- WHAT YOU NEED TO DO: Print, word for word, the passage of the Felix Art Fair announcement below that opens with the words containing "Voloshyn Gallery is" and closes with "and John Knuth.".

- TEXT EXCERPT:
=-=-=

Voloshyn Gallery is pleased to announce our participation in Felix Art Fair 2025, taking place from February 19 to 23, in Los Angeles. We warmly invite you to visit our booth, where we will be showcasing a selection of works by artists Camilla Taylor, Liz Walsh, Cathy Akers, Lara Joy Evans, Andrews Durgin-Barnes, Matteo Callegari, Lesia Khomenko, and John Knuth.
Exhibition Details:
VIP Preview Date: Wednesday, February 19, 2025, 11 AM to 8 PM
Fair Hours: Thursday–Saturday, 11 AM to 7 PM, Sunday 11 AM to 5 PM
Voloshyn Gallery’s booth aims to inspire an international dialogue and exchange of artistic practices by presenting the work of artists from multiple corners of the world such as Ukraine, Italy, and the USA. It is also our aim to showcase artists from Los Angeles who have been affected by the 2025 Southern California fires in January. By bringing together a variety of artistic media such as painting, ceramics, sculpture, and photography, we seek to broaden the conversation by covering a wide range of forms of expression.
The prints, ceramic, and glass sculptures of Camilla Taylor look through dark mirrors, searching for an expressive language to capture the fleeting mirage we call self. She is fascinated with the disparity between self-perception and one’s deeds; how self-deceptions give us comfort and smooth away the rough edges of our behavior that we deem irreconcilable with the public identities we create for ourselves. She seeks to disturb the mirage, to drop a stone into the reflective pool of Narcissus. Taylor uses the body, hands, hair, torsos, and heads, creating powerful expressive forms and exploring materials and the impact that they have on the emotional tenor of her sculptures. It is a search for apparitions and visages that communicate something hidden, maybe something unwanted, to explore the secrets and lies of self embedded in the flesh. Her prints featuring endless staircases leading into the abyss warn the viewer of the often long, complex, and perhaps, impossible search for our true selves.

=-=-=

[Entries from a pointing dataset]
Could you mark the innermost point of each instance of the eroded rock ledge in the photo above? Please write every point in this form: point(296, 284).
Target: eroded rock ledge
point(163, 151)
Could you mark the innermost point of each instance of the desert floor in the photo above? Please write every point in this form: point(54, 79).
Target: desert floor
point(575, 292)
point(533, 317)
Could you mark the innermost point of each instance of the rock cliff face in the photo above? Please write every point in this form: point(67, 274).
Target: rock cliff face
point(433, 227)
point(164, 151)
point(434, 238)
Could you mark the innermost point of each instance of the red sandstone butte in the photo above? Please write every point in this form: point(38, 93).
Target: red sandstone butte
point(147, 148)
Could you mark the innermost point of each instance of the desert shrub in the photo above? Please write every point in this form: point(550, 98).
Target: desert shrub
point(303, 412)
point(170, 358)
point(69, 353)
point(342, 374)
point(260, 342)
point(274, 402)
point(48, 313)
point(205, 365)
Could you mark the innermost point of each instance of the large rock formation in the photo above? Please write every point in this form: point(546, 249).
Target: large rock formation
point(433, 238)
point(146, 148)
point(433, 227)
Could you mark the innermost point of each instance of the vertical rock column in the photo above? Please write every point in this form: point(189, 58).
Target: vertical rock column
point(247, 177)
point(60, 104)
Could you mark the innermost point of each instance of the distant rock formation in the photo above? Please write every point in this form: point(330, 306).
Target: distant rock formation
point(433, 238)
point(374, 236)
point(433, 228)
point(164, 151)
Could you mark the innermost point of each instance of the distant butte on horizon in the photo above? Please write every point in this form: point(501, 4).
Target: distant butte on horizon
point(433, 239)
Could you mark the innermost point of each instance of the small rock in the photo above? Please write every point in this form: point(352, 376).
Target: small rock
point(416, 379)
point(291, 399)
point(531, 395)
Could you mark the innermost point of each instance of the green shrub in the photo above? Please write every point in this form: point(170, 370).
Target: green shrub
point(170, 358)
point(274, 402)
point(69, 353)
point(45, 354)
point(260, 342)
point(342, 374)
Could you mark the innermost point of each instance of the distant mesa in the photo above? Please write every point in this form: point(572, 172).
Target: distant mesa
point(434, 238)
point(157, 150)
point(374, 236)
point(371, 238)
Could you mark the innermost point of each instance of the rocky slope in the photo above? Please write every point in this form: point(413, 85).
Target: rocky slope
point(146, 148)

=-=-=

- EXERCISE SOLUTION:
Voloshyn Gallery is pleased to announce our participation in Felix Art Fair 2025, taking place from February 19 to 23, in Los Angeles. We warmly invite you to visit our booth, where we will be showcasing a selection of works by artists Camilla Taylor, Liz Walsh, Cathy Akers, Lara Joy Evans, Andrews Durgin-Barnes, Matteo Callegari, Lesia Khomenko, and John Knuth.